## [ENTRIES PROVIDED]
# # #

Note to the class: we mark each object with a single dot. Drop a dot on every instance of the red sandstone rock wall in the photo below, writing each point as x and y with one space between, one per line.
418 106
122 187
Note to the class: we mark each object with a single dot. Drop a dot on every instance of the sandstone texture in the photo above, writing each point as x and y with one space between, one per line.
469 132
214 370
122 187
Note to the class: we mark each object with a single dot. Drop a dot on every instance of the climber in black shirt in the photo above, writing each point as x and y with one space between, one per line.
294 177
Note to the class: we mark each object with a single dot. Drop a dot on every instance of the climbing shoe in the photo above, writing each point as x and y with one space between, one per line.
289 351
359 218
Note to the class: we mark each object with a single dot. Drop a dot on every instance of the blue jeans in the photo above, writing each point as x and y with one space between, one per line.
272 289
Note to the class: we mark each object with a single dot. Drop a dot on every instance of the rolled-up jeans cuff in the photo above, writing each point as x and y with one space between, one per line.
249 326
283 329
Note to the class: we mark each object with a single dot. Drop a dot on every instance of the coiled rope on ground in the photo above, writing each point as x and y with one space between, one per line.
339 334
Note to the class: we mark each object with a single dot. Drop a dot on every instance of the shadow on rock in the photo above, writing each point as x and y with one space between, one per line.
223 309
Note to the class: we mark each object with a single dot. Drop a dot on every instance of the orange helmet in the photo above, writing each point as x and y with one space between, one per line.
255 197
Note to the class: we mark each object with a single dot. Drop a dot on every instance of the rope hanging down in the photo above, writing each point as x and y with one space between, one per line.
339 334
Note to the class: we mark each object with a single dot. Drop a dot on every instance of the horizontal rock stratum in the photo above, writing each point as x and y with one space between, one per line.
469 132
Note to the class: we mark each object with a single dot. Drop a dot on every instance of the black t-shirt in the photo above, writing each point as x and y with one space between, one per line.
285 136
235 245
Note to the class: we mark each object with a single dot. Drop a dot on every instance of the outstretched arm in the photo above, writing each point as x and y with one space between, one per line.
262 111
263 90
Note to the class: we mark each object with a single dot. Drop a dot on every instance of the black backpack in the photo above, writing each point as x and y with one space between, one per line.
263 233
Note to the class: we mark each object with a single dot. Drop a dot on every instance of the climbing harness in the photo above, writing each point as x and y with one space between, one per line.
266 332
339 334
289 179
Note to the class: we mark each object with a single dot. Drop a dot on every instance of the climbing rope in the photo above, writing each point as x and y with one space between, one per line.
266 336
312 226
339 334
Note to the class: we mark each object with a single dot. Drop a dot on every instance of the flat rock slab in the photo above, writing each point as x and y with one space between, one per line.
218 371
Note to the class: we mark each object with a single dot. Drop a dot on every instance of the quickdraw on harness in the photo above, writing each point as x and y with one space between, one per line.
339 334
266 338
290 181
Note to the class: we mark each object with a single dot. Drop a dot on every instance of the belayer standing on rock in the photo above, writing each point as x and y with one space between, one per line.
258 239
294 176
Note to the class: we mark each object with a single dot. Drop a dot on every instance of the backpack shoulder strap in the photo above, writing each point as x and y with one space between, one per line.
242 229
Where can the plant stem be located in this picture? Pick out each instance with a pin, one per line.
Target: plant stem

# # #

## [PROBLEM TO WORK ON]
Please edit the data above so that every occurrence of "single dot" becomes "single marker", and leave everything else unchanged.

## [THE RESPONSE]
Note to the class: we mark each object with a single marker. Drop a dot on every instance of the red sandstone rock wall in the photo below, writing each point as x and y with one space between, one per line.
418 106
122 187
Note to the class: we mark each object with a single marker. Drop a dot on every instance of the sandstone texture in the photo above, writing each point as x and y with one space between, one per line.
469 132
214 370
122 187
Note to the class: we mark each object with a single marker. Drop a dot on every instance of the climber in black shirt in the photo above, writing each point as x and y with one space between, one per line.
294 177
Note to the class: we mark each object with a single marker. Drop a dot on every instance of the climbing shoe in the photo above, writing each point as x and y with one space between, one per line.
289 351
359 218
Note to the class: we mark each object with a single marker. Drop a dot on every instance of the blue jeans in the photo above, writing each point as x and y with one space between, one per line.
272 289
Note to the class: we mark each object with a single marker. Drop a dot on every instance of the rolled-up jeans cuff in the photo above, writing each point as x and y with one space between, one per line.
249 326
283 329
Note to the class: we mark each object with a single marker. Drop a dot on every instance of the coiled rope on ground in the photo above, writing each point as x and y with one space between, one per line.
339 334
Note to the class: we mark each object with a single marker. Drop a dot on every instance of the shadow on rock in the photo above, writing each point as x and y with one space between, one per line.
223 309
Note to the class: we mark each object with a single marker. Drop a dot on every instance of the orange helmet in the photo above, writing each point as x and y with one space between, one per line.
255 197
Note to the class: we mark each object with a single marker. Drop a dot on every instance of the rope hanging down in the photo above, writing each point as x and y with one space between, one per line.
339 334
Note to the class: we mark each object with a single marker. Drop a dot on every instance of the horizontal rock stratum in the photo above, writing each point as x and y with one space between, one per line.
469 132
Note to the class: we mark each object with a single marker. Drop a dot on every instance of the black t-shirt in the photo above, writing each point as x and y with one space between, one per line.
285 136
235 245
Note to the class: we mark each object with a single marker. Drop a dot on every instance of the outstretched arm in the photo above, writing each point as x and y with one space between, one per line.
262 111
263 90
Note to the class: we mark each object with a single marker. Drop a dot on every instance of the black backpack in the photo above, writing each point as x and y with one space between, one per line.
263 233
Note to the class: we mark each object with a single marker. Drop a dot on every instance of the climbing harness in the photo above, writing each point as x and y with one space between, one per line.
266 332
339 334
289 179
Note to the class: we mark each object with a single marker. Drop a dot on every instance of the climbing rope in the photo above, writing each point as x and y with one space between, one per line.
266 336
312 226
339 334
Note to the class: we mark each object with a single marker. Drop a dot on every instance of the flat rock slab in the photo above, writing each point as x and y with one space between, one per line.
218 371
Note to the class: we mark each object with a single marker. Drop a dot on every instance of the quickdraw on harness in the photo above, writing each point as x and y with one space between, one per line.
339 334
266 338
290 181
Note to the class: we mark each object with a single marker. Drop a dot on every instance of the belayer standing on rock in the photo above, writing each point as x and y with one space between, one per line.
258 239
294 176
Note to the class: we mark each object with a single marker. Drop a dot on every instance of the backpack shoulder strap in the photo above, writing each point as x and y with one space between, one per line.
242 229
Where can the plant stem be located in this picture? Pick out each instance with a pin, one per line.
Target: plant stem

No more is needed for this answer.